§ The task: Please return each line of the items below that contains the string "background". Case counts.
⟨
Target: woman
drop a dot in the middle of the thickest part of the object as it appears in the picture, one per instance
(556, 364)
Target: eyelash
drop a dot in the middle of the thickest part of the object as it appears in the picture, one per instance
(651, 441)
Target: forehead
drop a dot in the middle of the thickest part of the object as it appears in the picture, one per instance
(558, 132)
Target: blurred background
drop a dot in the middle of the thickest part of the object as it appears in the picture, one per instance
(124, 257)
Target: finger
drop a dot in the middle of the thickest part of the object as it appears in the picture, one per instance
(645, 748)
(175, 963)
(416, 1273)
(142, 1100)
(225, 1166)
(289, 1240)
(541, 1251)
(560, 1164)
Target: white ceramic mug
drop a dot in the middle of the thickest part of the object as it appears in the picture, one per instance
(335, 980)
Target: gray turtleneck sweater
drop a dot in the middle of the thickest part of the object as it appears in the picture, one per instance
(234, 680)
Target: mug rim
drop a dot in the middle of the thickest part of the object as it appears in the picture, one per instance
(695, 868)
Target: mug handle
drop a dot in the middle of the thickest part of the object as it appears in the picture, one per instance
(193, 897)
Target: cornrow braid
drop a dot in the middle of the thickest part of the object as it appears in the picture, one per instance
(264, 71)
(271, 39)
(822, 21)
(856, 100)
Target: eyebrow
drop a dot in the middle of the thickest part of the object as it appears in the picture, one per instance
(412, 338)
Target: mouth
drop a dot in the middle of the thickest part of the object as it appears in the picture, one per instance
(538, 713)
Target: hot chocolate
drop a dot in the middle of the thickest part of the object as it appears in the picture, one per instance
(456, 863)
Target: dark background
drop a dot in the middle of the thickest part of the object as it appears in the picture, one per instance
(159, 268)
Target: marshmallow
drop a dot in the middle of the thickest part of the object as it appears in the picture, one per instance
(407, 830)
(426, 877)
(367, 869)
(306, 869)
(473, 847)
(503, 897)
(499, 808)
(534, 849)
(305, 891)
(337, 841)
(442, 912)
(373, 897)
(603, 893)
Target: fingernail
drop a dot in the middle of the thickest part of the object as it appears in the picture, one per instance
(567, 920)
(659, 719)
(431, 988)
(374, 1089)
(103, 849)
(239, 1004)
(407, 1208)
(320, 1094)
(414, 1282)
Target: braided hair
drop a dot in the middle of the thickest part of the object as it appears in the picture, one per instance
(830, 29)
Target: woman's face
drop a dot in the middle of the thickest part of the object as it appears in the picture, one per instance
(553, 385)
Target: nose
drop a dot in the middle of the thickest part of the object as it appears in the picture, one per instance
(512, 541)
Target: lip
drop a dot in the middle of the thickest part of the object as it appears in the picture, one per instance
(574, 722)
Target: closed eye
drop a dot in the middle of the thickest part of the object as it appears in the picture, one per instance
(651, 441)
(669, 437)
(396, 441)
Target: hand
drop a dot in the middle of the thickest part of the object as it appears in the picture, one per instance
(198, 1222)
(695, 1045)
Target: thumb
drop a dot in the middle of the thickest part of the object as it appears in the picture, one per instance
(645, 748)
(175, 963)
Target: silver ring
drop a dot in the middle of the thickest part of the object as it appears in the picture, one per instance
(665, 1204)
⟩
⟨
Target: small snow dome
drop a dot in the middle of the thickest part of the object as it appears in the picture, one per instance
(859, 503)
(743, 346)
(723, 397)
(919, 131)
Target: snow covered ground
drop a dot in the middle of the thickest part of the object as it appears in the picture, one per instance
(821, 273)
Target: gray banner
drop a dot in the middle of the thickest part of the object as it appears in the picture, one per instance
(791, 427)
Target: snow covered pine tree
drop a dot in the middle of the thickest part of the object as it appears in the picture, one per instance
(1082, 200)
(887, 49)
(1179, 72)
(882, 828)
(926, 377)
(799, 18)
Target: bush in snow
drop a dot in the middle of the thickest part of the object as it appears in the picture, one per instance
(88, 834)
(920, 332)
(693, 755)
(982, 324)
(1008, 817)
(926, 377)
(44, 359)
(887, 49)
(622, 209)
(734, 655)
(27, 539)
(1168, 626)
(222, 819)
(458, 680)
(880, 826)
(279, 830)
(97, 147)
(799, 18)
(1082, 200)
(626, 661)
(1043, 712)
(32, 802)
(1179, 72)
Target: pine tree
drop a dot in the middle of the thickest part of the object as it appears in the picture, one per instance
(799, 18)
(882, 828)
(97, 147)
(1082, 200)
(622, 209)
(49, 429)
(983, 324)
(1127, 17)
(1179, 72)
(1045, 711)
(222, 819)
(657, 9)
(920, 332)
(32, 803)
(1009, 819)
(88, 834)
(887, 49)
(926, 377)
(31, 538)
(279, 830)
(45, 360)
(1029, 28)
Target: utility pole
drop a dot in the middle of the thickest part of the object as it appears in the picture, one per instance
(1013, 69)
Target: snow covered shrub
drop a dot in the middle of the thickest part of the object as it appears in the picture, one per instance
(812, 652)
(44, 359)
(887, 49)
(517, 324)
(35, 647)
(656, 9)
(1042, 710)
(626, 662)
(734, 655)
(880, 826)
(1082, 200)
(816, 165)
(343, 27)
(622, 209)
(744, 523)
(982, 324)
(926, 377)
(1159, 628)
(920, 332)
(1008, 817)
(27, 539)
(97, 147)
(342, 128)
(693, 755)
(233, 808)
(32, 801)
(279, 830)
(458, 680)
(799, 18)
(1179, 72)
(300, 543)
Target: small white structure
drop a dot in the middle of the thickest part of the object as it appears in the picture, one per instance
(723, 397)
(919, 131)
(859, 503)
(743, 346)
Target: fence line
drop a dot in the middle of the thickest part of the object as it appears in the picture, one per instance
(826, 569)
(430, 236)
⟩
⟨
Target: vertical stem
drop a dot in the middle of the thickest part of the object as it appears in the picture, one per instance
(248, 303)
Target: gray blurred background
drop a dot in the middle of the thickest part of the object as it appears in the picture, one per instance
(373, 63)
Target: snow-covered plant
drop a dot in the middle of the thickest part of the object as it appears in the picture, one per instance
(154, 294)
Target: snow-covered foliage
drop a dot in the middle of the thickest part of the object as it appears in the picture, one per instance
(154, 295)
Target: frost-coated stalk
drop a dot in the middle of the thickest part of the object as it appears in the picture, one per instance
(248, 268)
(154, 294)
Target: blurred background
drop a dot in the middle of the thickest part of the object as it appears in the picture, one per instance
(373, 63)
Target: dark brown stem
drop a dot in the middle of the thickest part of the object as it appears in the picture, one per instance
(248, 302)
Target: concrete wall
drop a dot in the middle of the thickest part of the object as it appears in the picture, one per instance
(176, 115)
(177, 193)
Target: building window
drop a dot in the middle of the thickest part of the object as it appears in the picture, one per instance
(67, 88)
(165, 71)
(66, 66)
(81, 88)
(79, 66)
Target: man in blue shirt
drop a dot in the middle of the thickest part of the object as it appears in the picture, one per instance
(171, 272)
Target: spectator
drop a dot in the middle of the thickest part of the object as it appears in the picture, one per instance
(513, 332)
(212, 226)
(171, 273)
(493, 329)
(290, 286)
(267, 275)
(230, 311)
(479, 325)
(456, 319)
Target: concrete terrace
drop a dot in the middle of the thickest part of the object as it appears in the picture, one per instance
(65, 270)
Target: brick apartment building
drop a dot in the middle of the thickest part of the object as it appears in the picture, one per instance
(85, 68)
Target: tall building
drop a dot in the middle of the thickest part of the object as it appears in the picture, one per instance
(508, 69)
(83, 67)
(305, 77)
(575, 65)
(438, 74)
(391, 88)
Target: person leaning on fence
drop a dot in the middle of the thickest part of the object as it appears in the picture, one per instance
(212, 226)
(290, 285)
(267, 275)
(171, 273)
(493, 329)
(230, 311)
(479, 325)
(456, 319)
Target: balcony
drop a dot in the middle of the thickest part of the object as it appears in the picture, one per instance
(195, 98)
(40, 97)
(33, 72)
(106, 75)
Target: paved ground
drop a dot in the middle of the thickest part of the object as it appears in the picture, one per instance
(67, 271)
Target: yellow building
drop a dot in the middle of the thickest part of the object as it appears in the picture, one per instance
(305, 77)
⟩
§ Finished exercise:
Target: blurred background
Target: dark background
Target: gray blurred background
Target: blurred background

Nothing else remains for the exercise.